## Extract provided
※

Lyndersay: Where’s Brian? A review of 501 Not Out

“[501 Not Out is] a romantic reminiscence of the closing of a golden era in West Indies cricket, a sparkling reminder of the power of the region’s cricketers and the stunning individual achievement of [Brian] Lara at the wicket.

“It’s also an odd little film, one that focuses almost determinedly on Lara’s rise, treating the hiccups that might have derailed his career as little more than speedbumps on the way to an inevitable success…”

The following review of 501 Not Out, a film on iconic cricketer Brian Charles Lara by British documentary filmmaker Sam Lockyer, was submitted to Wired868 by Mark Lyndersay, who is the editor of technewstt.com:

Photo: Brian Lara poses in front of the scoreboard after his first class record 501 not out for Warwickshire.
(via ESPN)

The Trinidad and Tobago Film Festival (ttff) led off its online 15th anniversary edition with the film 501 Not Out, a documentary by Sam Lockyer.


Lockyer is a British documentary filmmaker and fan of cricketing icon Brian Charles Lara who remains gobsmacked by the twin highlights of Lara’s career—his knock of 375 in Test cricket and 501 in first-class cricket.

In a statement before the airing of the film, Lockyer said: “I hope that 501 not out is a fitting tribute to the legacy of Brian Charles Lara.”

That pretty much sets the tone of the film, a romantic reminiscence of the closing of a golden era in West Indies cricket, a sparkling reminder of the power of the region’s cricketers and the stunning individual achievement of Lara at the wicket.

It’s also an odd little film, one that focuses almost determinedly on Lara’s rise, treating the hiccups that might have derailed his career as little more than speedbumps on the way to an inevitable success.

Photo: England players give West Indies captain Brian Lara a honour guard as he walks to the crease during the Super-Eight ICC World Cup cricket match at the Kensington Oval in Bridgetown, Barbados on 21 April 2007.
Lara is playing his last international cricket match.
(Copyright AFP 2017/Adrian Dennis)

In Trinidad, the story is largely told by his cricketing elders. His coach at Fatima College, Harry Ramdass, who still marvels at Lara’s prowess as a batsman, Deryck Murray, Bryan Davis, Nikki Borde of the raucous TriniPosse cheerleading squad and football coach Colin Murray.

There are touches of the humanity that must have been in play to support Lara in the wistful reminiscing of Michael Carew, son of Joey Carew who offered his home to the young cricketer to ensure that his training wasn’t disrupted by exhausting travel back and forth.

To be sure, there is something of the supernatural to Lara’s meteoric rise as a cricketer.

His school coach remembers him as barely being taller than the stumps when he began making his presence felt at the wicket.


“He started scoring hundreds at 14, that’s where he started,” recalled Colin Murray.

“His cricket was so much more advanced than others at his age,” Deryck Murray said.

Photo: West Indies and Trinidad and Tobago cricket legend Brian Lara pulls for four against England at the Oval, London on 4 September 2000.
(Copyright AFP 2014/Adrian Dennis)

In this narrative, there is a powerful trajectory to Brian Lara’s success as a cricketer, an arc to success that threads through all these narratives.

Lara’s father, Bunty, was a constant presence at his practices, apparently, keeping  watchful eye on his son’s development, but he never got to see his son play for the West Indies—passing away while his son was still listed as 12th man.

※

## Records for the task
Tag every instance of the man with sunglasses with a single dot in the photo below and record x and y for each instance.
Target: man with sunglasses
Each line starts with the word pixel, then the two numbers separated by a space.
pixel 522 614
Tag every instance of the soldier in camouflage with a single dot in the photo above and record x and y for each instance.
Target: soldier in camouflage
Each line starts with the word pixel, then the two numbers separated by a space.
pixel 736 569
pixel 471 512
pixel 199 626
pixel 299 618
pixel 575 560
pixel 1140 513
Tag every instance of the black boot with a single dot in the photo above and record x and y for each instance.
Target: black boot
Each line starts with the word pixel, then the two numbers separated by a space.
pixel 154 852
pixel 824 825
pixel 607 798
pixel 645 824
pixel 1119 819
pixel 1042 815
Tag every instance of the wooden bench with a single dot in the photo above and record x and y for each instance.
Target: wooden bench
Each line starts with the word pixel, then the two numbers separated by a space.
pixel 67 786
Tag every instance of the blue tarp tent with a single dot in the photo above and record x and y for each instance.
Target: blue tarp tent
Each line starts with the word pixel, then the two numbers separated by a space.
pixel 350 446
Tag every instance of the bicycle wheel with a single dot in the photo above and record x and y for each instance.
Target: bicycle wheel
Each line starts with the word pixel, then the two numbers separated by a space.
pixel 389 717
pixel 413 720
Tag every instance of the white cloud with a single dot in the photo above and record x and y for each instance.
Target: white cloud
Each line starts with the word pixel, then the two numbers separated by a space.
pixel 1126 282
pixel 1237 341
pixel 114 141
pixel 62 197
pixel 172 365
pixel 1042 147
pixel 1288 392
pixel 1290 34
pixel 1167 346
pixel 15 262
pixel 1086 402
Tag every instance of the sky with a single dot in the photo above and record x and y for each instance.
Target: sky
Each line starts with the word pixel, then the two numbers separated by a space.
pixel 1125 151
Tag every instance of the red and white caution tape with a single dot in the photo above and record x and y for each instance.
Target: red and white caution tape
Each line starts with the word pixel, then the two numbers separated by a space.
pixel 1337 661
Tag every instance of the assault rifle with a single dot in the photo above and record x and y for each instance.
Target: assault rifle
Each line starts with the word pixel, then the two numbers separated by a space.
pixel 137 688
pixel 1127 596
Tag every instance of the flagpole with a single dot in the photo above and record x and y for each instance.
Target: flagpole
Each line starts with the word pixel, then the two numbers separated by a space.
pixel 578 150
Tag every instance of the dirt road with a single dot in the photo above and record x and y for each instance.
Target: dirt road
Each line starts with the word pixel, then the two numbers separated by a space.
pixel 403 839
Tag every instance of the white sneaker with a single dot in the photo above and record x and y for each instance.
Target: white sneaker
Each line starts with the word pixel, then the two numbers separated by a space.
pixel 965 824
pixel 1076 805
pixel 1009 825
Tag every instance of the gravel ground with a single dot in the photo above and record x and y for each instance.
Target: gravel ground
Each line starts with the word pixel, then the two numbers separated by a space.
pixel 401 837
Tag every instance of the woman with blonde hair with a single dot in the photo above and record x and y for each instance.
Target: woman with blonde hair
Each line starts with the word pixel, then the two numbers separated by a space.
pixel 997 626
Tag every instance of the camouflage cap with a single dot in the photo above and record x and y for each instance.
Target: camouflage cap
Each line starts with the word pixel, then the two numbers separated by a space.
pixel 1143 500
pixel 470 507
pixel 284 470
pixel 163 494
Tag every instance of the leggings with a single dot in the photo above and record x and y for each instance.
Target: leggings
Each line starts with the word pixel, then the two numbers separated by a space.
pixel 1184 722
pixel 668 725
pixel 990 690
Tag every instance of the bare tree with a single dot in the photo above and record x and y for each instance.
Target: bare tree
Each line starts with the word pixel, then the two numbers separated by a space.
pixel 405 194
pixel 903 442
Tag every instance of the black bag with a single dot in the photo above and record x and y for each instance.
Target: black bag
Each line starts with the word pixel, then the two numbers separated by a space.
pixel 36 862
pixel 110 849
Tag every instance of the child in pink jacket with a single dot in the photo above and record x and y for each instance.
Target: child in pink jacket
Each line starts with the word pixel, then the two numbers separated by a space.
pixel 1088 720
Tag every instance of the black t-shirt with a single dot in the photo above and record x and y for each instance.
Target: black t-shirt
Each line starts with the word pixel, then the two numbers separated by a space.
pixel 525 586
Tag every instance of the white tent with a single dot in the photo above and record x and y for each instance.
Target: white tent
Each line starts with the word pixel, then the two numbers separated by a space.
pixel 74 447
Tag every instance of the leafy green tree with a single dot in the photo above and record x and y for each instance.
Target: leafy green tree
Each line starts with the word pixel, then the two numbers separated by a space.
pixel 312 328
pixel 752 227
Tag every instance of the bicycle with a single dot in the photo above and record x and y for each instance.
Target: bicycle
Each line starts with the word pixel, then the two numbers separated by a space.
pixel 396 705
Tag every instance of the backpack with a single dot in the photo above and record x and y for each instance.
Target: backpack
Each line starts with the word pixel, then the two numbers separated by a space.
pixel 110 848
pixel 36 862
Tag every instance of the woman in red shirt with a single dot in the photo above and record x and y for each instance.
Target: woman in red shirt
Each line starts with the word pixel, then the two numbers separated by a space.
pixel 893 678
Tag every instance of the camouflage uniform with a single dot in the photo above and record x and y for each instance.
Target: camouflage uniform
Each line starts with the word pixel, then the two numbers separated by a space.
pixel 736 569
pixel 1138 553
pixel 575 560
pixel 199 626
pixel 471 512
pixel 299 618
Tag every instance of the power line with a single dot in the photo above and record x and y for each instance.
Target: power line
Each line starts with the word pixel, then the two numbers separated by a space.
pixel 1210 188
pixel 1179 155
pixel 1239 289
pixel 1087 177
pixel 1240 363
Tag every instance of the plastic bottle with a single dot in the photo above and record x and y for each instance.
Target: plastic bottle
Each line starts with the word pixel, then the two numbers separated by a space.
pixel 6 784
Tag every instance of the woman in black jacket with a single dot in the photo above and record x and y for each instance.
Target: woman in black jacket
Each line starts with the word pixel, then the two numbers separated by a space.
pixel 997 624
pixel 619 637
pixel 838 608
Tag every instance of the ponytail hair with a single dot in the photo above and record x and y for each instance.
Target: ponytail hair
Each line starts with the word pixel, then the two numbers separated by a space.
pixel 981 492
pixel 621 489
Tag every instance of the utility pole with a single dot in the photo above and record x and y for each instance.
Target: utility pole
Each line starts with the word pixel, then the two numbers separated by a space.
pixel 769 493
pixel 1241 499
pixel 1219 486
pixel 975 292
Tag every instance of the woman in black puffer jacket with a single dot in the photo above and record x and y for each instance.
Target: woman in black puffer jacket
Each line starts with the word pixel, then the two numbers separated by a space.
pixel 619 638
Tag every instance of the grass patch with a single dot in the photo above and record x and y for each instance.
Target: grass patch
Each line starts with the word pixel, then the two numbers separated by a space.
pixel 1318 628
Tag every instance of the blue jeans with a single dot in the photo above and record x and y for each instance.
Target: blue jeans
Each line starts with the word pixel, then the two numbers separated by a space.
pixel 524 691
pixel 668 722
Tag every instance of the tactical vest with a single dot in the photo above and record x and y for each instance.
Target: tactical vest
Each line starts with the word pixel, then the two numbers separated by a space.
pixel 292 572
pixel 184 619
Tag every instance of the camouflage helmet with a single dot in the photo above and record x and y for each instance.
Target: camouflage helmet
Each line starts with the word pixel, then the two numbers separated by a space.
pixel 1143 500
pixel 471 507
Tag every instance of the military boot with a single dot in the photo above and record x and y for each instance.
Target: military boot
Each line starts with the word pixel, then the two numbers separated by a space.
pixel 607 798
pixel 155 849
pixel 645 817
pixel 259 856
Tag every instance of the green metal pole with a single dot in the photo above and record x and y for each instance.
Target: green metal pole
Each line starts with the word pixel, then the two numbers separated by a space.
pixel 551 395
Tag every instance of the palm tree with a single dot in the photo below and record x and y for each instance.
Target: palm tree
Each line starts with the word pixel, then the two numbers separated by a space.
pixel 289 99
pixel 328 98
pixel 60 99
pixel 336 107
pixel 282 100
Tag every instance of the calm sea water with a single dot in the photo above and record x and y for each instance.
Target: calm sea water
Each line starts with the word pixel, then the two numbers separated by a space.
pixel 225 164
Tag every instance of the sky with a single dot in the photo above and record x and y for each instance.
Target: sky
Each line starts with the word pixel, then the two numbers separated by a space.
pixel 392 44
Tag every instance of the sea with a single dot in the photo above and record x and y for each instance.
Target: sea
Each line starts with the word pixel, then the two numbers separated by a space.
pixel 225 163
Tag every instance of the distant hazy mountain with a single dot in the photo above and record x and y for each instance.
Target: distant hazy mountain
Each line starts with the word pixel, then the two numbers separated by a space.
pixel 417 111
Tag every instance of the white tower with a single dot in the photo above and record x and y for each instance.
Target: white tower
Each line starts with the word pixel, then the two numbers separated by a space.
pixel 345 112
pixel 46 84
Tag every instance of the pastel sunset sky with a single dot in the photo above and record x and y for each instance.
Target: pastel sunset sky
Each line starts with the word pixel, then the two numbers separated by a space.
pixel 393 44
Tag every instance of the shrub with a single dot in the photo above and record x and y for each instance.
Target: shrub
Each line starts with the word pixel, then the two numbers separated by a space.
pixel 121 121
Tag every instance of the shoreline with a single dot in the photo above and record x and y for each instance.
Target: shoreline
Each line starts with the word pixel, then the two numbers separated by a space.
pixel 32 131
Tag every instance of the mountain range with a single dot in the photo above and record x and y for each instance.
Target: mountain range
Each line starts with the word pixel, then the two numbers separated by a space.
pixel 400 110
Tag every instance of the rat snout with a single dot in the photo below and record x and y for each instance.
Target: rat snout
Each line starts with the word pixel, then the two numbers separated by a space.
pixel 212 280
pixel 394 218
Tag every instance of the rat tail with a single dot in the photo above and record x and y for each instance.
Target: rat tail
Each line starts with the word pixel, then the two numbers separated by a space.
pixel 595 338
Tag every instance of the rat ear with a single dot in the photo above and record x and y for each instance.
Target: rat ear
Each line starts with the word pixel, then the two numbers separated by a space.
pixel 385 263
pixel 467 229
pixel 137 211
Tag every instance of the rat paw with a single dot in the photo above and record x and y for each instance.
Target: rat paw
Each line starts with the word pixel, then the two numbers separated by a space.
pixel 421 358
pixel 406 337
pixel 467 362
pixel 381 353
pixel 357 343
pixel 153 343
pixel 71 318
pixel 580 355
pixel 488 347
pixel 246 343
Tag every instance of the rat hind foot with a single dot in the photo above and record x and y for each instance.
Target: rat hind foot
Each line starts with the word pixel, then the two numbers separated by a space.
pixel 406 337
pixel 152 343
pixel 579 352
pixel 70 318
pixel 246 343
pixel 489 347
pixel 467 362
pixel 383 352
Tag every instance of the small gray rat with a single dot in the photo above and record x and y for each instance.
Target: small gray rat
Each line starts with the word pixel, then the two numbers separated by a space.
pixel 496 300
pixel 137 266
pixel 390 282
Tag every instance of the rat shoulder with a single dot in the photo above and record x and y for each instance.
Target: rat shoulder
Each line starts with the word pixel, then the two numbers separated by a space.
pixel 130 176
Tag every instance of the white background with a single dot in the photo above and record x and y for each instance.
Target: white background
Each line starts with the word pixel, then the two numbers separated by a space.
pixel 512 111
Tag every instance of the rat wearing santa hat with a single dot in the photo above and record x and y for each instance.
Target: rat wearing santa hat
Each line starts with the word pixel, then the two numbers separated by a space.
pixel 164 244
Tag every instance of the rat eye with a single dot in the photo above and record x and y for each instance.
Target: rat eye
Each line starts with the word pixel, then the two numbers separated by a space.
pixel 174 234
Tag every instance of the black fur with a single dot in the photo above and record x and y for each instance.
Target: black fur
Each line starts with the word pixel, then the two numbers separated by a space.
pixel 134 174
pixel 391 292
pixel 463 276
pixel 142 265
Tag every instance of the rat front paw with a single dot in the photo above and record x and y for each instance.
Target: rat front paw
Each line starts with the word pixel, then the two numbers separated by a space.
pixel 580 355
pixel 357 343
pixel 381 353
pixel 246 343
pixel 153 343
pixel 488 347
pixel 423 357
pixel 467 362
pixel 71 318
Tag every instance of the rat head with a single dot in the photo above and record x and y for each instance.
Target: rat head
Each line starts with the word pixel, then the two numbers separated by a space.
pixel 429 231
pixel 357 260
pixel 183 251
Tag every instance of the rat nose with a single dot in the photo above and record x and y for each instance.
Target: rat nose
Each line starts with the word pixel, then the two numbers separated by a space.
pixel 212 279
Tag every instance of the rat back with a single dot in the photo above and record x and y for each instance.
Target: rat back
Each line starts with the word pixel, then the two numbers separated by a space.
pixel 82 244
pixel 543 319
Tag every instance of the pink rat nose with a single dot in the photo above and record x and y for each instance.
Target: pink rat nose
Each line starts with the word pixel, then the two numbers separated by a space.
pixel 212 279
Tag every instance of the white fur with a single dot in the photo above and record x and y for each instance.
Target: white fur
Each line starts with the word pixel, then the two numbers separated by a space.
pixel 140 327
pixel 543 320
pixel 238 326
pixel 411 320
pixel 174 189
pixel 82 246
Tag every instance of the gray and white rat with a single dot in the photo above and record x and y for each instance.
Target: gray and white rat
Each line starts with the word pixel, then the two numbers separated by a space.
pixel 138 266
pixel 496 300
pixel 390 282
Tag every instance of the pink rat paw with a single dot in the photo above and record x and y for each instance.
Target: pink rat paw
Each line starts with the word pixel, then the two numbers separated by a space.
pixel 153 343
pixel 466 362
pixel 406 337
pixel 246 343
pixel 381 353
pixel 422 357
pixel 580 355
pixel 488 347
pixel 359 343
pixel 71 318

※

## What you need to do
- A) In the records, copy the lines from the one containing "Tag every instance of the mountain" up to and including the one containing "pixel 394 218", without changing anything.
- B) Write the next part of the review of the Brian Lara documentary, picking up right after its final sentence.
The review and the records have nothing to do with each other.

## Results of the tasks
- A)
Tag every instance of the mountain range with a single dot in the photo above and record x and y for each instance.
Target: mountain range
Each line starts with the word pixel, then the two numbers separated by a space.
pixel 400 110
Tag every instance of the rat snout with a single dot in the photo below and record x and y for each instance.
Target: rat snout
Each line starts with the word pixel, then the two numbers separated by a space.
pixel 212 280
pixel 394 218

- B)
That seemed a heavy burden to cast aside, and there is no account of how the young Lara, a painfully slim, wide-eyed youth, found the steel to carry on.

Later in the film, the question of this staggering challenge is attributed to Olympic sprinter Ato Boldon, who wondered: “I don’t know how Brian Lara does it.”

Boldon acknowledged that if he had pursued his path to success on the track in Trinidad, he might not have made it to the olympiad.

Photo: West Indies cricket star Brian Lara sweeps for four runs against Australia at the Queen’s Park Oval in Port of Spain, Trinidad on 20 April, 2003.
Behind stumps are Australian wicket keeper Adam Gilchrist (left) and Mathew Hayden.
(Copyright AFP 2014/Robert Taylor)

Much of Lockyer’s film is a compilation of records, not just the archive of news footage and visual reporting of Lara’s newsmaking, but the hard numbers of the cricketer’s success.

Much of cricket is like that, a kind of accountant’s game of runs, innings, balls faced, fours and sixes that’s impenetrable to the casual observer of the game.

But there are some staggering facts.

Brian Lara’s first test match hundred came in January 1993, and he scored 277 runs. That isn’t marking your territory; it’s hosing it down. He had been called up to the West Indies team just three years before.

The Warwickshire County Cricket Club took note of this and other successes that the young Lara had notched and contracted him as a player. This prescient move both kicks the film into higher gear and also is the reason it exists, since the club kicked in funds to make the project happen.

Photo: West Indian batsman Brian Lara kisses the ground after his record breaking 375 against England in Antigua on 12 April 2004.
(Copyright AFP 2014/Alessandro Abbonizio)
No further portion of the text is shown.